> Exercise set
a - In the passage on decolonization, why did France refuse to let go in Viet Nam and Algeria?
b - Print the stretch of the passage on decolonization from "Decolonization is about" through "more evenly distributed.".
c - Name every country mentioned in the passage on decolonization.

> Passage shown
Decolonization is about more than the putative ending of a material act in a given moment, like France tragically resisting decolonization in Viet Nam until the bitter end. Instead, it seeks the end to a persistent state of power relations that prevail wherever dominion has been forced. Decoloniality, and decolonization, are about changing relations of power and confected disadvantage in any form so power is more evenly and equitably distributed and representative. Decoloniality is a challenge to existing power structures and priorities that decide how just and equitable the world may be. It is a call to wrest - take away - power from those who decide the fate of others without their inclusion in that decision-making process, and from the institutions that manifest that power over others, and rebalance that system of power so it is more evenly distributed.
The problem for those seeking to decolonize such diverse sources of power is that power will resist if decolonization looks set to harm its ambitions. France refused to let go in Viet Nam and Algeria because to do so would have compounded its humiliation at the hands of Germany in the Second World War. Big Oil will not relinquish its ownership of the fossil fuel industry because its profits will be harmed. They will only allow themselves to be divested of their power if it is in a way that does not harm their ambitions. This is why Ijeoma Nnodim Opara MD believes that the only versions of decoloniality that are permitted are those that lack the necessary
critical introspective analysis of power, hegemony, and the historical and continuing dynamics of [prevailing] internalized and systemic oppression
In a colonized setting, Derrick Bell foretold, change only happens if elite (White, in Bell's analysis) objectives ‘converge’ with the objectives of those challenging it. If the dominant force sees challenge that might undo it, it will act to stop that resistance. We see daily how this unfolds: climate conferences are hijacked by the oil industry, gaslighting and greenwashing as it goes, supported by powerful lobbyists buying legislative influence. We see race equality laws undermined and gun, tobacco and food laws bent to corporate preference. We see the growth of new lobbying designed to maintain prejudice, sometimes even sanctioning book banning (which historically is frequently followed by book burning, then genocide). This is the power that colonizes, resisting decolonization.

> Supplied material

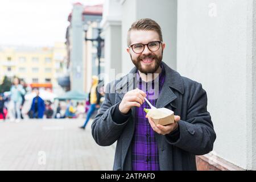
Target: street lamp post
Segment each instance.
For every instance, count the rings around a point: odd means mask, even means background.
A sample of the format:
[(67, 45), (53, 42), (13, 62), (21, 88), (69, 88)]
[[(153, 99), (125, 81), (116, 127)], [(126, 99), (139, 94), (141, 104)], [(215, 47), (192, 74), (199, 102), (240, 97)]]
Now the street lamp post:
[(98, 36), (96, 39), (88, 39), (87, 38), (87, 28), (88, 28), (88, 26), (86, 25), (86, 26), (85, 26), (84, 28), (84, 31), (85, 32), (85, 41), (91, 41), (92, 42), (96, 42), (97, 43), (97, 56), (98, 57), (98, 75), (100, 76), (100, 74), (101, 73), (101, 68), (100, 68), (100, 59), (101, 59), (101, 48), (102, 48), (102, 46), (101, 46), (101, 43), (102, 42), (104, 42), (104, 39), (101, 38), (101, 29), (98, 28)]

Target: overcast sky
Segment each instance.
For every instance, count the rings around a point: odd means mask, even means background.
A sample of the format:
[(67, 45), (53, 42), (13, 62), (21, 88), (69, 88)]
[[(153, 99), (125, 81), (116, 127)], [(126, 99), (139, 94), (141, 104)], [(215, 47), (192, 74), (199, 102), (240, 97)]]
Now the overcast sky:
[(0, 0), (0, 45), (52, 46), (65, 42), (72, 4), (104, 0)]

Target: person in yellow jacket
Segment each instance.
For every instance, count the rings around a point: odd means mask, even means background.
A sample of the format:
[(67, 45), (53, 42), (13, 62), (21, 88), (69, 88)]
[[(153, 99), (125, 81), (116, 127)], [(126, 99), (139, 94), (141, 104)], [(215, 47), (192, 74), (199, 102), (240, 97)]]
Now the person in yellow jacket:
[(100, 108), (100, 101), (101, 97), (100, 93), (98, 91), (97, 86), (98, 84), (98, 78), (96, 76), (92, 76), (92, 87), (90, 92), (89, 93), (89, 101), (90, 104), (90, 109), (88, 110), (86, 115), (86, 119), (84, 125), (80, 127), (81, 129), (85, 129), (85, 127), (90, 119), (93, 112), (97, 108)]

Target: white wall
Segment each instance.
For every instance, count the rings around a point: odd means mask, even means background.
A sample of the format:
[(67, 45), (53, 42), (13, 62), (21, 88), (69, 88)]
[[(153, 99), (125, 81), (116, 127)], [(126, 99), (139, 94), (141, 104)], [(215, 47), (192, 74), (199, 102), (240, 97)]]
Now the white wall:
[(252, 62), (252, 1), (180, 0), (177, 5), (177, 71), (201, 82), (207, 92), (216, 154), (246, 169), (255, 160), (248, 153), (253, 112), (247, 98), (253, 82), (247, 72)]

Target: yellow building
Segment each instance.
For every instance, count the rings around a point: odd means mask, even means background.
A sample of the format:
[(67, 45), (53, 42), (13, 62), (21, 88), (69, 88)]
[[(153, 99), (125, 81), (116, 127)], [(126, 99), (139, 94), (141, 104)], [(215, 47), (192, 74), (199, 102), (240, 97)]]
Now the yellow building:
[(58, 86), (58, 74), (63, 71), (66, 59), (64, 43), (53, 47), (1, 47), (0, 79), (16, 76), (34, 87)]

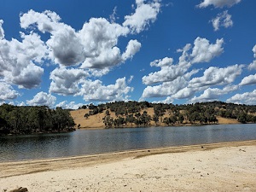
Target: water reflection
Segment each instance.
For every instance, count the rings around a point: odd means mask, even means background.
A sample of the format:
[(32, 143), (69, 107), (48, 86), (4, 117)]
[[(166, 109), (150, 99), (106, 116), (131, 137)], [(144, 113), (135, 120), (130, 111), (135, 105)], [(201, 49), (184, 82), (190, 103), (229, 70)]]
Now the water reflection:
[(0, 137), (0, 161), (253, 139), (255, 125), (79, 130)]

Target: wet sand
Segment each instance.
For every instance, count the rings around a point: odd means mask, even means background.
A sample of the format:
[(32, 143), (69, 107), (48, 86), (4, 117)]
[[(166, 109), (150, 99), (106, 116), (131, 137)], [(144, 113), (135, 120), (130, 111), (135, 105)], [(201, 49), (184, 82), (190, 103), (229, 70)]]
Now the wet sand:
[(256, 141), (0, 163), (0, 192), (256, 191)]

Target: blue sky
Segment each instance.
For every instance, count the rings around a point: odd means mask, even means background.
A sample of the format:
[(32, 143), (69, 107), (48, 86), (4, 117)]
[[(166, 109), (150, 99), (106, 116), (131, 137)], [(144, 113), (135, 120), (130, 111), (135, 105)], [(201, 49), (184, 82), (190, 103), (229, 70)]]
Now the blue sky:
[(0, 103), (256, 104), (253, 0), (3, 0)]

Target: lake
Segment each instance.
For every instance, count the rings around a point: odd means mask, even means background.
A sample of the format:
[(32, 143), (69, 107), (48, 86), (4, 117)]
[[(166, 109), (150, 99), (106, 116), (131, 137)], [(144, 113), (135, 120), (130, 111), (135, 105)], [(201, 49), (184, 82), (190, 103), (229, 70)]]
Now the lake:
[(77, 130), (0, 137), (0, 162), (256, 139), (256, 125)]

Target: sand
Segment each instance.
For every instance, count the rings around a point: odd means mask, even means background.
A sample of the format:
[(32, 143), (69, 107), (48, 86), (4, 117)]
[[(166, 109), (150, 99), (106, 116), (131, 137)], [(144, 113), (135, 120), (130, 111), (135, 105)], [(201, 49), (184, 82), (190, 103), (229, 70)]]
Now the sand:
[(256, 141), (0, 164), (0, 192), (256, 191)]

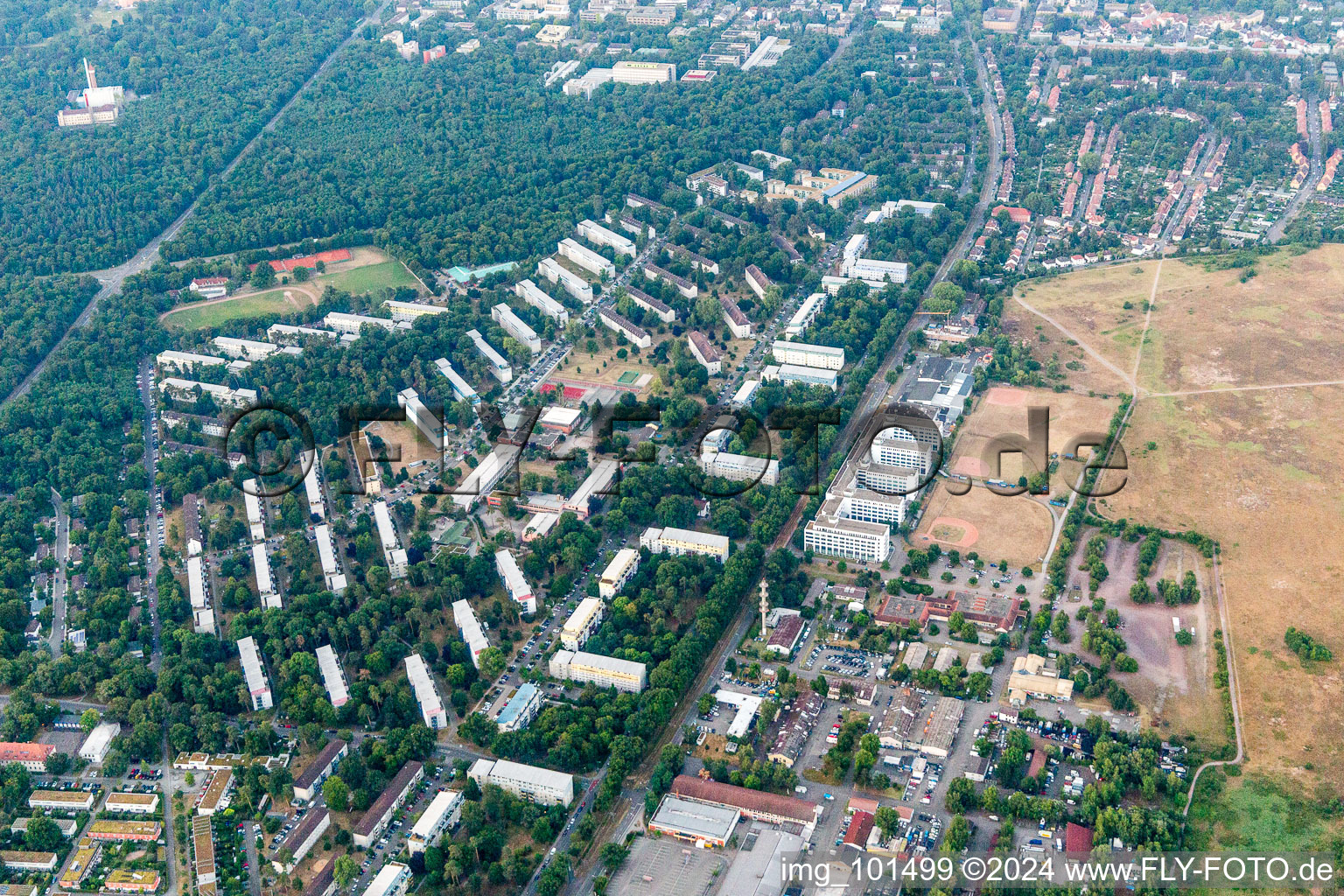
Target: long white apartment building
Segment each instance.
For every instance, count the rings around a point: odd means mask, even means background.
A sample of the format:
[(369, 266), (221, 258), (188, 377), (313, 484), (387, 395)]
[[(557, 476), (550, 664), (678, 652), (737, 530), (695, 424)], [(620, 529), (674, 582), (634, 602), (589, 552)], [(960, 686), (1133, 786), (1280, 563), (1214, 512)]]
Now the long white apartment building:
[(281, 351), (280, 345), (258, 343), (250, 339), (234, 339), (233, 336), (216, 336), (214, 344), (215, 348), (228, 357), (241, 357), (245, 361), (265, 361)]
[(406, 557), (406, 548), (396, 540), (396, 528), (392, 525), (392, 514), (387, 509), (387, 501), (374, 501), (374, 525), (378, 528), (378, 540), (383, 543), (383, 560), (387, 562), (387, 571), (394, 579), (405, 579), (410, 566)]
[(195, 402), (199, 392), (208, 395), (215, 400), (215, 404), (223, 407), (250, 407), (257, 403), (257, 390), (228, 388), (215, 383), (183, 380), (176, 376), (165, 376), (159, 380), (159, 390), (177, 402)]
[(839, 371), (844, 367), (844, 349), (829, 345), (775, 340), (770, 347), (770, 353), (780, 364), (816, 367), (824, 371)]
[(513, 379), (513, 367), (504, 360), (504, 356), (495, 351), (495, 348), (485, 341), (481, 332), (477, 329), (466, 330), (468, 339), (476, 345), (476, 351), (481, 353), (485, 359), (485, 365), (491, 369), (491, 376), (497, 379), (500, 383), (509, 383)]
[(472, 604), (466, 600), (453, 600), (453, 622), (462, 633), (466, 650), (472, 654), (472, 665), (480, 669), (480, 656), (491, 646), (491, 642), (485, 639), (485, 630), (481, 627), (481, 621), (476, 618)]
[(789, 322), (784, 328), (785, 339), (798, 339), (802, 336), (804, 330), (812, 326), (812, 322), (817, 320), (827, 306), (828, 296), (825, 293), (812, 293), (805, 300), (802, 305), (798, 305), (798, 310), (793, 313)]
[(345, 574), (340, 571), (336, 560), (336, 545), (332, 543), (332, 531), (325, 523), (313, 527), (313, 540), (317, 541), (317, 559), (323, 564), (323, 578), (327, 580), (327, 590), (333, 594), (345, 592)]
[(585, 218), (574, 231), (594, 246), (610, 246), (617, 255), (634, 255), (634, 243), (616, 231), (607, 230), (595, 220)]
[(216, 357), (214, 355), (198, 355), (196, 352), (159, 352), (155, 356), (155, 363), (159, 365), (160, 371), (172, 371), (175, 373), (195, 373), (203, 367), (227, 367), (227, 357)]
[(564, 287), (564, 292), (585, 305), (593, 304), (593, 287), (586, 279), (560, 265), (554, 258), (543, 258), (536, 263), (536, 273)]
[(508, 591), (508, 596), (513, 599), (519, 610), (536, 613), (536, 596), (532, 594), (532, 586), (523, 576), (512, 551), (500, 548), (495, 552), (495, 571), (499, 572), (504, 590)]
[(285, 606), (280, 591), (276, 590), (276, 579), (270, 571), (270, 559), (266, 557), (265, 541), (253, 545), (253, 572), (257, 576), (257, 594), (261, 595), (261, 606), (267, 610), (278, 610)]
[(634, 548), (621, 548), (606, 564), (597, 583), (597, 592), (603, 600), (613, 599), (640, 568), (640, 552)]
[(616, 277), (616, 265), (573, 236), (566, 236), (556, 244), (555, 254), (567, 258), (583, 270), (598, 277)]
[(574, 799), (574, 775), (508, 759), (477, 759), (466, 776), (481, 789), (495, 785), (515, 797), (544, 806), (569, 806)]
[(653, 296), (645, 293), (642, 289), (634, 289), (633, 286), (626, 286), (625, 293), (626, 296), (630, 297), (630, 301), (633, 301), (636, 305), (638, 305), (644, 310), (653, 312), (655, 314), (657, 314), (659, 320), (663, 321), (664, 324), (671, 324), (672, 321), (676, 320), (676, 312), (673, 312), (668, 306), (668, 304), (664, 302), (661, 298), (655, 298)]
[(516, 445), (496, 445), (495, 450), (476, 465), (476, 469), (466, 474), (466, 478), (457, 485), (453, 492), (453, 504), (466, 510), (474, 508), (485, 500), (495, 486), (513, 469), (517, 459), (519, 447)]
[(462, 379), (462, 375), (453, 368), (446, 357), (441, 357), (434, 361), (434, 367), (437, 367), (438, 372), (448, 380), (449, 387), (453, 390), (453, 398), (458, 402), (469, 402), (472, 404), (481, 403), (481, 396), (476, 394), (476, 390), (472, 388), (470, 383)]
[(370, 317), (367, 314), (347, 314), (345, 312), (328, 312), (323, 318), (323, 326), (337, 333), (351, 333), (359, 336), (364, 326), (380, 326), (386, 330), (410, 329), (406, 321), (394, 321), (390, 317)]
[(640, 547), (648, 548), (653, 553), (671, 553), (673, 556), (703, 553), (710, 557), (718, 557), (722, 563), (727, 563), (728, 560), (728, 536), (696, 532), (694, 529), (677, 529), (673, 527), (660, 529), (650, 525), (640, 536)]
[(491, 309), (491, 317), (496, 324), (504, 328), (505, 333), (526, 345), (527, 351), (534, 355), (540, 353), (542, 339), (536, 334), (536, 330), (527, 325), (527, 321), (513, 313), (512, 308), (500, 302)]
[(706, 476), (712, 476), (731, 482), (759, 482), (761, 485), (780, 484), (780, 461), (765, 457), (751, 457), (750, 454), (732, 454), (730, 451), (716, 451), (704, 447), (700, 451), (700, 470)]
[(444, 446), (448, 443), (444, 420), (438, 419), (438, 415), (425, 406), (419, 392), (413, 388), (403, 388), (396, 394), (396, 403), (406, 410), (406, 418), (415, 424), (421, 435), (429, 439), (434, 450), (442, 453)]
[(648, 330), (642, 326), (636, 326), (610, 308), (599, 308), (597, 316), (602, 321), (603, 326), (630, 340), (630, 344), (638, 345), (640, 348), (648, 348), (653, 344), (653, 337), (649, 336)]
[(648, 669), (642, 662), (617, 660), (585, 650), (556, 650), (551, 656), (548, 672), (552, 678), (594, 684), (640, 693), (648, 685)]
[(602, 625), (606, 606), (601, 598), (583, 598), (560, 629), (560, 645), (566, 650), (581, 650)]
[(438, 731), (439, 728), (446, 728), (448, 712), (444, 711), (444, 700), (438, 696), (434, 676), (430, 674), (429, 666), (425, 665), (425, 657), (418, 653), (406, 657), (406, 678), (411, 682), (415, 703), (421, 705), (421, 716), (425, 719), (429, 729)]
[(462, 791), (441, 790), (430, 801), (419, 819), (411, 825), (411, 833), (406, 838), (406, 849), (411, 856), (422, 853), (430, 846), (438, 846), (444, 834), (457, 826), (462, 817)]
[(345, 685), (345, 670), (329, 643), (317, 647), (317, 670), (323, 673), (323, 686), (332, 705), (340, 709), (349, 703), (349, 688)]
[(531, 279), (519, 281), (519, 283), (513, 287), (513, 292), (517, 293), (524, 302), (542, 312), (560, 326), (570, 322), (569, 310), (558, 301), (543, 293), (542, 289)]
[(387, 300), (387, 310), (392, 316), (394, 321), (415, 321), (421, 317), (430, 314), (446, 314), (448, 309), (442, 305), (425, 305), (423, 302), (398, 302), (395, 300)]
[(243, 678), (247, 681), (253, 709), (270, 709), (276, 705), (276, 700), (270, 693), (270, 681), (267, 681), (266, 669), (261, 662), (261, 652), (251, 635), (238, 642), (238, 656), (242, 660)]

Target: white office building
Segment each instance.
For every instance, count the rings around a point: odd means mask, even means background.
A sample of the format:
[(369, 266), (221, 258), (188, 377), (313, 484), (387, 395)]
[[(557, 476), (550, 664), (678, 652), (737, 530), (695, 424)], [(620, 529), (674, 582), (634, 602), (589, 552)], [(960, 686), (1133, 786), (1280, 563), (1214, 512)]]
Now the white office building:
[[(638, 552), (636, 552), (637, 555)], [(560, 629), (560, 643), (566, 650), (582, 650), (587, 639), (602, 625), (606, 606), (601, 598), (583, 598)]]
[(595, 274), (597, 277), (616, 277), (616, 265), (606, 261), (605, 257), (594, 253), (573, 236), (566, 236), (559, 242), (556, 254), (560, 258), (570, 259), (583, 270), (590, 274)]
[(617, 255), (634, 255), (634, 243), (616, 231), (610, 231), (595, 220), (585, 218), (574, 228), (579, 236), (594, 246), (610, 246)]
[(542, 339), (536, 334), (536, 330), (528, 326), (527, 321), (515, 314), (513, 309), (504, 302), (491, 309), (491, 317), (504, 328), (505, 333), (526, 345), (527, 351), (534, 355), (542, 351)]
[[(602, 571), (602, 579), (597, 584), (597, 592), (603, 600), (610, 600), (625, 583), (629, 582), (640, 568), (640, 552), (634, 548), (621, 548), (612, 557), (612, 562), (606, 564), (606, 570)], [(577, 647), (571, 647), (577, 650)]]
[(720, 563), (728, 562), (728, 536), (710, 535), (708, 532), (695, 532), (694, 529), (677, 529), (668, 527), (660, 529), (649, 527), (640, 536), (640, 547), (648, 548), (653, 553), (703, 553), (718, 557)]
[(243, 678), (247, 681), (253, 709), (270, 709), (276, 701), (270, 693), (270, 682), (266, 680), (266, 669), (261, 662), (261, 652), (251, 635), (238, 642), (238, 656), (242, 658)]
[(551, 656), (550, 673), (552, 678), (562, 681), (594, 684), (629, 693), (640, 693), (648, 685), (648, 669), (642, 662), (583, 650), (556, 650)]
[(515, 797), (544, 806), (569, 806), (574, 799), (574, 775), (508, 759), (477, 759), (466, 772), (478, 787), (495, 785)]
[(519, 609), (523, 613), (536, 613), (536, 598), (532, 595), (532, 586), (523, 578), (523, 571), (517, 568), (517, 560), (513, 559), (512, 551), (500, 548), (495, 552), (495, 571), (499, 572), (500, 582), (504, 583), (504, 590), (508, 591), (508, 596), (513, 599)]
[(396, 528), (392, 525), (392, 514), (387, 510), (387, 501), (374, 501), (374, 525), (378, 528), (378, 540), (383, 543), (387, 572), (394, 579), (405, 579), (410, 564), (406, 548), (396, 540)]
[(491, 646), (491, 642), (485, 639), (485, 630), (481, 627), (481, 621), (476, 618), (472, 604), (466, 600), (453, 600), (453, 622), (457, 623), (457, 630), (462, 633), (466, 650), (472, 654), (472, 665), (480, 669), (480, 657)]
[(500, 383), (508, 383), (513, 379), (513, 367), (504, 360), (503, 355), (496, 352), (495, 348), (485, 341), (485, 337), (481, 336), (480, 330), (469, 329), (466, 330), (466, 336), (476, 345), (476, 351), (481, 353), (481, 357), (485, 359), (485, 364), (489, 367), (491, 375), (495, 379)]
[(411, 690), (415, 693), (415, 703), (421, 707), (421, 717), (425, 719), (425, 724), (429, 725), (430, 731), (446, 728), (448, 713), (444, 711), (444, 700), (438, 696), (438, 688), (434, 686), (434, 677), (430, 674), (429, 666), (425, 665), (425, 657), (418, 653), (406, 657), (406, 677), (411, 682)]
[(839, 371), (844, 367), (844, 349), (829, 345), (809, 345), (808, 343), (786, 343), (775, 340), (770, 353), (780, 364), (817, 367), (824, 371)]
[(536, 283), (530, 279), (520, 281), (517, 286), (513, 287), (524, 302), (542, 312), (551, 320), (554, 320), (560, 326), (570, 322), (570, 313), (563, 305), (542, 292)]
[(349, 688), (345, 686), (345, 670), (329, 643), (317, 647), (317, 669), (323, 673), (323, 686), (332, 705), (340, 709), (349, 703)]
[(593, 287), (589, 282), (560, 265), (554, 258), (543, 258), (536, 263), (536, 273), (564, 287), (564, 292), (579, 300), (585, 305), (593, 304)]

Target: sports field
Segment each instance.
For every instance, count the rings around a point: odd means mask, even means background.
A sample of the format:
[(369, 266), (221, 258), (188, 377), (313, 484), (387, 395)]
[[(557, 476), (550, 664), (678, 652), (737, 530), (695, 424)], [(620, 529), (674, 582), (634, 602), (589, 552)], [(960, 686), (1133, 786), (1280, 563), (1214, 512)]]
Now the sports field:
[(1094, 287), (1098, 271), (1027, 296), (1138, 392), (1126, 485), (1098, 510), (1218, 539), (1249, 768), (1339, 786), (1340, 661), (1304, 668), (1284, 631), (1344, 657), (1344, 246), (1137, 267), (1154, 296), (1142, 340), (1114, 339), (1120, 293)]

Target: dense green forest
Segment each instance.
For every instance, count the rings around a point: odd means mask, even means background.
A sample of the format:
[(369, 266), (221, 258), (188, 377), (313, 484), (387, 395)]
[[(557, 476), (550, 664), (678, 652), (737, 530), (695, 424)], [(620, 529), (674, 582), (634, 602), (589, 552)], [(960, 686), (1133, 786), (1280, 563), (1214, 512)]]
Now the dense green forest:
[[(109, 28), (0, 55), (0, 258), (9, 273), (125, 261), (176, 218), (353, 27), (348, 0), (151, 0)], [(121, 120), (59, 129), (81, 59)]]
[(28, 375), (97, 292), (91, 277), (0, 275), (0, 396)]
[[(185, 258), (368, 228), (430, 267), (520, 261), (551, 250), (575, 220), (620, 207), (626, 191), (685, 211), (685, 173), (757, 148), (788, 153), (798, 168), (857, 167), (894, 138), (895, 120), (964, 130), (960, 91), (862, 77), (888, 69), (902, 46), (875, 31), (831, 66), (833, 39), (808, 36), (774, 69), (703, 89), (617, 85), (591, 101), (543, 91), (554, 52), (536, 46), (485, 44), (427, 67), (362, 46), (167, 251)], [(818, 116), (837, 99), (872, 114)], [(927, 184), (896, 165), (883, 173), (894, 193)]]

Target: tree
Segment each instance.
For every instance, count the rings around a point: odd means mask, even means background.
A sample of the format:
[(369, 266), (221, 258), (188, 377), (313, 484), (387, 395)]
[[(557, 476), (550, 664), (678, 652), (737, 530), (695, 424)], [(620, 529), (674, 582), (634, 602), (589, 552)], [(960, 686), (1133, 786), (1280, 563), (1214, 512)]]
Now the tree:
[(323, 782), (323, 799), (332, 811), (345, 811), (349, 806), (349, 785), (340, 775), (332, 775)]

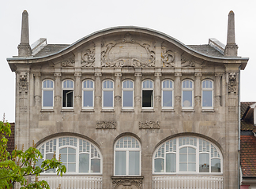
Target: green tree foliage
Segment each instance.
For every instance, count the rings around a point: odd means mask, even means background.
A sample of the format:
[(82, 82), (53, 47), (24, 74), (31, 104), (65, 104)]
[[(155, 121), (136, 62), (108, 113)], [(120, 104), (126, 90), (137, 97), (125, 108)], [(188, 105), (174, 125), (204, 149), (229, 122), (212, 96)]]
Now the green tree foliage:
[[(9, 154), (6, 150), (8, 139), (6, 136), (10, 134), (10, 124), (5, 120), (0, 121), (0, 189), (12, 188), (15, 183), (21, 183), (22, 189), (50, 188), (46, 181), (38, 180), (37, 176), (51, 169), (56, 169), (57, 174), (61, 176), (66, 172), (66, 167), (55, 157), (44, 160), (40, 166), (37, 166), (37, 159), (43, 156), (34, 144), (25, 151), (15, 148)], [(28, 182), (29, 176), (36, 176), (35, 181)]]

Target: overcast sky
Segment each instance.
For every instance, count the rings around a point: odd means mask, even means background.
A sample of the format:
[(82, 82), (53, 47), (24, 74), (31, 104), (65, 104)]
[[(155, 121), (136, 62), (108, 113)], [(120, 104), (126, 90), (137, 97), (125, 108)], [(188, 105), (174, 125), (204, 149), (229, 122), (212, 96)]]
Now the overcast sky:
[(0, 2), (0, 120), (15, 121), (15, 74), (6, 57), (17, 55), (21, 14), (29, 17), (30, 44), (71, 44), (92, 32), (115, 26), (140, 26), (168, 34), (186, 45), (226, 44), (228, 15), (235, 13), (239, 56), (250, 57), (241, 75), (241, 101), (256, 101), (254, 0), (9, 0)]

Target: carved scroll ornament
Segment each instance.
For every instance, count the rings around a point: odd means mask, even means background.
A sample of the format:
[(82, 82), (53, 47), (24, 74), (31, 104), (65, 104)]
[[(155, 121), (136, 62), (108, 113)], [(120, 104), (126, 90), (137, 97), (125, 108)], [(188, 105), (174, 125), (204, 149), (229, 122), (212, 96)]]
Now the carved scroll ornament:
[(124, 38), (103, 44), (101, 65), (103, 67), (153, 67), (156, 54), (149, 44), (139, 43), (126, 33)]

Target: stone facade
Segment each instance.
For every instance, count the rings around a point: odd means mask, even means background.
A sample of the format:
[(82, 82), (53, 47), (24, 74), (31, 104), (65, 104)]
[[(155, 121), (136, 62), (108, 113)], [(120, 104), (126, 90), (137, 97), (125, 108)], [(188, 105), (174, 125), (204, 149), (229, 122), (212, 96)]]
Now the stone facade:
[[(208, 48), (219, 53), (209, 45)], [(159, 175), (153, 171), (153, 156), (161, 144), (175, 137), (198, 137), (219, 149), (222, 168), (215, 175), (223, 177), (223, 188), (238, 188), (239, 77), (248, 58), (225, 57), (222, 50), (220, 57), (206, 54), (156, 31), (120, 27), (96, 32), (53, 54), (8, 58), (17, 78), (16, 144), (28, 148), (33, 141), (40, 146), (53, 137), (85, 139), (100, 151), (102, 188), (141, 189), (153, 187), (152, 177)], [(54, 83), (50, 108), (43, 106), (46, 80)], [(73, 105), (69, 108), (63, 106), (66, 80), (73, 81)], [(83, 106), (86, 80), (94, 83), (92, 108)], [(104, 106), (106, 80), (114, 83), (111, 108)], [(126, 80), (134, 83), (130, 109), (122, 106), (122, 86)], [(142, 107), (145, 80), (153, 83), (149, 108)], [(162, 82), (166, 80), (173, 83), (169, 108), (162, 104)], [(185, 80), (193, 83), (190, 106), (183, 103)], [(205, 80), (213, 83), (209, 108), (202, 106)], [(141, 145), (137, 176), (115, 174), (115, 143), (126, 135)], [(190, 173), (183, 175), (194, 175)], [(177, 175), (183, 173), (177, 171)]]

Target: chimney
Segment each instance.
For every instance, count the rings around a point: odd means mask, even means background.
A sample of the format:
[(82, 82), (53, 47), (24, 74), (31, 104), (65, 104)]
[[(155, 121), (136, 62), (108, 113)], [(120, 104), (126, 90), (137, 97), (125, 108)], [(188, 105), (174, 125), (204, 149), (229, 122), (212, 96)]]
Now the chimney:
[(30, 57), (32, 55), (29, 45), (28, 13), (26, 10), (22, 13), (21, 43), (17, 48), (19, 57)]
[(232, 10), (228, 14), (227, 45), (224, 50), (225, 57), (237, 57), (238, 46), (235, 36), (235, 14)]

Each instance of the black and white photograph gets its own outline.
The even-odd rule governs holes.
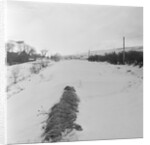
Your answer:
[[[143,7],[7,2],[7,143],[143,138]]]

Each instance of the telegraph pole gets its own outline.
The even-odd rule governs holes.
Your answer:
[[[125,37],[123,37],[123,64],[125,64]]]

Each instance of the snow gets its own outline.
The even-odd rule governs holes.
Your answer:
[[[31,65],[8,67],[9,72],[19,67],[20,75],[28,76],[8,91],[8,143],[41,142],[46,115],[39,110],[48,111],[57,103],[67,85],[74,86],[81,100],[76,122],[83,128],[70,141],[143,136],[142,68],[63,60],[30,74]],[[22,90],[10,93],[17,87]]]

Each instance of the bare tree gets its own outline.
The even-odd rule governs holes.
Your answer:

> Response list
a - Letting go would have compounded France's humiliation at the hands of Germany in the Second World War.

b -
Decolonization is about more than the putative ending of a material act in a given moment, like France tragically resisting decolonization in Viet Nam until the bitter end. Instead, it seeks the end to a persistent state of power relations that prevail wherever dominion has been forced. Decoloniality, and decolonization, are about changing relations of power and confected disadvantage in any form so power is more evenly and equitably distributed and representative. Decoloniality is a challenge to existing power structures and priorities that decide how just and equitable the world may be. It is a call to wrest - take away - power from those who decide the fate of others without their inclusion in that decision-making process, and from the institutions that manifest that power over others, and rebalance that system of power so it is more evenly distributed.

c - France, Viet Nam, Algeria, Germany